Computing the Fourier transform of a distribution of electron charge (represented by atomic positions in space)

Question

I am computing a nested loop operation using OpenCL (open computing language). My main question is, given the code outlined below, how might I optimize the speed and efficiency of using the GPU, for instance by using local memory calls instead of global ones?

Given some input vector \$V=(v_x, v_y, v_z)\$ (in math terms, the input vector is a point in reciprocal space where we evaluate the Fourier transform), the desired computation involves iterating over a collection of atoms in space (of different species, like Hydrogen, Oxygen, etc.) and using the input vector to compute a function. Each atom is described by a 4-tuple, consisting of 3 spatial coordinates, \$A=(a_x, a_y, a_z)\$, and 1 species identifier, species_id, which ranges from 0 to the number of unique atom species.

The iterations look like this (in pseudocode):

for V in input_vectors:
    ft_magnitude = 0
    for (A, species_id) in atoms:
        ft_magnitude += get_scale_factor(V, species_id) * exp( -i * dot(A,V))

where i in the exponential is the complex number \$i=\sqrt{-1}\$, the term dot(A,V) is the dot product of two vectors \$A \cdot V = a_x \cdot v_x + a_y \cdot v_y + a_z \cdot v_z\$, and get_scale_factor(V,species_id) is a lookup operation which returns the correct, pre-computed scale factor, which changes with each vector V and species_id.

-- What is asked --
List every value in the tuple that describes each atom in the Fourier transform question.

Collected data
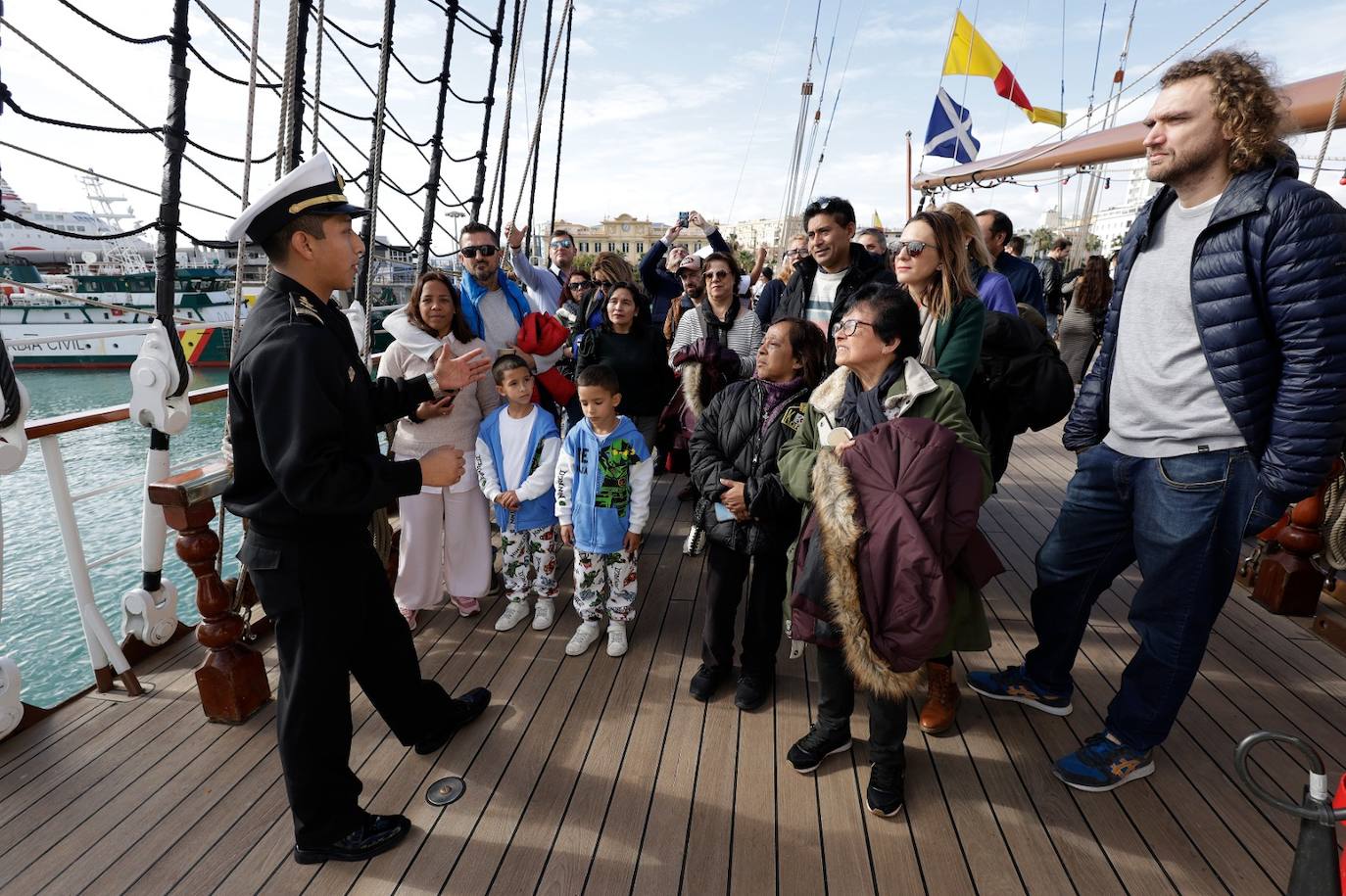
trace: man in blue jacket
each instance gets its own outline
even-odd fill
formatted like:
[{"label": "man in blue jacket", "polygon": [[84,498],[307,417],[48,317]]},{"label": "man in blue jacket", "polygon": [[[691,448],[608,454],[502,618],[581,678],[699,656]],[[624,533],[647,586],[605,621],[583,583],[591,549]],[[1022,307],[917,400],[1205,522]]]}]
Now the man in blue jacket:
[{"label": "man in blue jacket", "polygon": [[1242,538],[1318,487],[1346,425],[1346,211],[1298,179],[1256,55],[1213,52],[1160,83],[1145,155],[1166,186],[1123,245],[1066,424],[1079,457],[1038,553],[1038,647],[969,675],[983,696],[1065,716],[1090,607],[1139,562],[1140,647],[1105,729],[1055,764],[1089,791],[1154,771]]}]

-- Solution to this exercise --
- a_x (spatial coordinate)
- a_y (spatial coordinate)
- a_z (spatial coordinate)
- species_id (species identifier)